**Document passage**

** begin **

Due to the factors noted above and other risks discussed in this section, many of which are beyond our control, you should not rely on quarter-to-quarter or year-over-year comparisons to predict our future financial performance. Unfavorable changes in any of the above factors may seriously harm our business, financial condition and results of operations.
 
14.

 
Most of our customers do not place purchase orders far in advance, which makes it difficult for us to predict our future revenues, adjust production costs and allocate capacity efficiently on a timely basis.
 
Most of our customers generally place purchase orders only three to four months before shipment. Most of our customers are also generally able to cancel or delay the delivery of orders on short notice. In addition, due to the cyclical nature of the semiconductor industry, our customers’ purchase orders have varied significantly from period to period. As a result, we do not typically operate with any significant backlog. The lack of significant backlog and the limited certainty of customer orders can make it difficult for us to forecast our revenues in future periods and allocate our capacity efficiently. Moreover, our expense levels are based in part on our expectations of future revenues and we may be unable to adjust costs in a timely manner to compensate for revenue shortfalls.
 
Our ability to achieve and maintain profitability depends significantly on our ability to obtain high capacity utilization and fab yields at our Newport Beach, California fab.
 
Our ability to achieve and maintain profitability depends significantly on our ability to:
 
 
obtain high capacity utilization at our Newport Beach, California fab, which is measured by the level of its production activity in relation to its available production capacity;
 
 
continuously maintain and improve our fab yield, which is the number of wafers completed that meet certain acceptance criteria, expressed as a percentage of total wafers started; and
 
 
continuously maintain and improve our manufacturing yield, which is the percentage of functioning die on a wafer, expressed as a percentage of total die per wafer.
 
During periods of lower capacity utilization, fab yield and manufacturing yield, we manufacture and sell fewer wafers over which to allocate our fixed costs. Because a large percentage of our costs are fixed, this can significantly and adversely affect our gross margins and our ability to achieve and maintain profitability. While high capacity utilization rates are a significant contributor to our ability to achieve profitability, numerous other factors also affect our operating results and our ability to achieve profitability. Accordingly, we cannot assure you that if we achieve high capacity utilization rates we will be profitable. We have in the past and may in the future achieve high capacity utilization rates in a quarter but still experience net losses in that quarter due to unrelated factors, such as one-time merger-related expenses and write-offs.

** end **

**Dataset content**

** begin **

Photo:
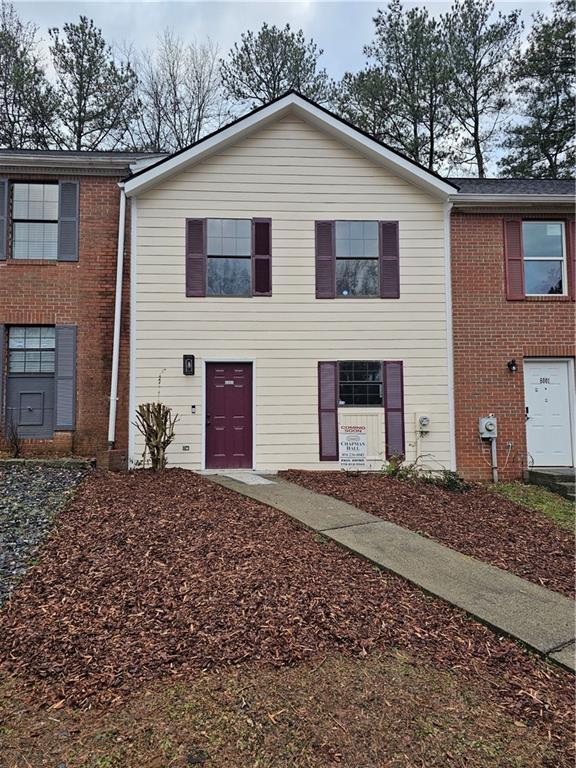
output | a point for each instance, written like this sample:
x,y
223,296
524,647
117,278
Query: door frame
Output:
x,y
228,360
569,361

** end **

**Actions to take**
A - From the risk-factor passage, extract everything from "During periods of" down to "expenses and write-offs.".
B - Answer these questions using the risk-factor passage:
(i) How long before shipment do most customers generally place purchase orders?
(ii) In what city and state is the fab located?
(iii) How is fab yield defined?
C - Proceed with the risk-factor passage, starting after its final sentence.

**The answers**
A -
During periods of lower capacity utilization, fab yield and manufacturing yield, we manufacture and sell fewer wafers over which to allocate our fixed costs. Because a large percentage of our costs are fixed, this can significantly and adversely affect our gross margins and our ability to achieve and maintain profitability. While high capacity utilization rates are a significant contributor to our ability to achieve profitability, numerous other factors also affect our operating results and our ability to achieve profitability. Accordingly, we cannot assure you that if we achieve high capacity utilization rates we will be profitable. We have in the past and may in the future achieve high capacity utilization rates in a quarter but still experience net losses in that quarter due to unrelated factors, such as one-time merger-related expenses and write-offs.

B -
(i) Three to four months before shipment.
(ii) Newport Beach, California.
(iii) Fab yield is the number of wafers completed that meet certain acceptance criteria, expressed as a percentage of total wafers started.

C -
 
Our Newport Beach, California fab yields and manufacturing yields also directly affect our ability to attract and retain customers, as well as the price of our services. If we are unable to achieve high capacity utilization and continuously maintain or improve our yields, our margins may substantially decline and our business and results of operations may be harmed.
 
We may not be able independently to develop or secure on commercially reasonable terms critical process technology, which may result in our loss of customers and market share and may cause us to incur an investment obligation or give up rights.
 
Enhancing our manufacturing process technologies is critical to our ability to provide services for our customers. The semiconductor industry and the process technologies used are constantly changing. If we do not anticipate these changes in process technologies and rapidly develop innovative technologies, or secure on commercially reasonable terms the rights to use critical process technology developed by others, we may not be able to provide specialty foundry services on competitive terms. If we are unable to maintain the ability to provide specialty foundry services on competitive terms, some of our customers may use the services of our competitors instead of our services.
 
In addition, our research and development efforts are focused primarily on upgrading our specialty process technologies and developing advanced specialty process technologies for new applications. Many other foundries continue to invest significant amounts in the research and development of standard process technologies. For example, some foundries have developed standard process technologies of 90 nanometer or smaller geometries that may provide customers with performance and integration features that may be comparable to, or exceed, features offered by our specialty process technologies, and may be more cost-effective at higher production volumes for certain applications, such as when a large amount of digital content is required in a mixed-signal semiconductor and less analog content is required. We are not currently capable of internally manufacturing at 90 nanometer or smaller geometries and are currently dependent on third parties to meet our customers’ demands for these smaller geometries. As a result, we expect that we will need to offer, on an ongoing basis, increasingly advanced and cost-effective specialty process technologies prior to these or comparable technologies and processes being offered by our competitors. If we are unable to continue transitioning our product mix from standard process technologies to specialty process technologies and our standard process technologies are unable to compete in the marketplace, we will lose market share and our revenues are likely to decline.

15.

 
We intend to expand our operations, which may strain our resources and increase our operating expenses, and if we expand our business through acquisitions or strategic relationships we may not be able to integrate them successfully in a cost-effective and non-disruptive manner.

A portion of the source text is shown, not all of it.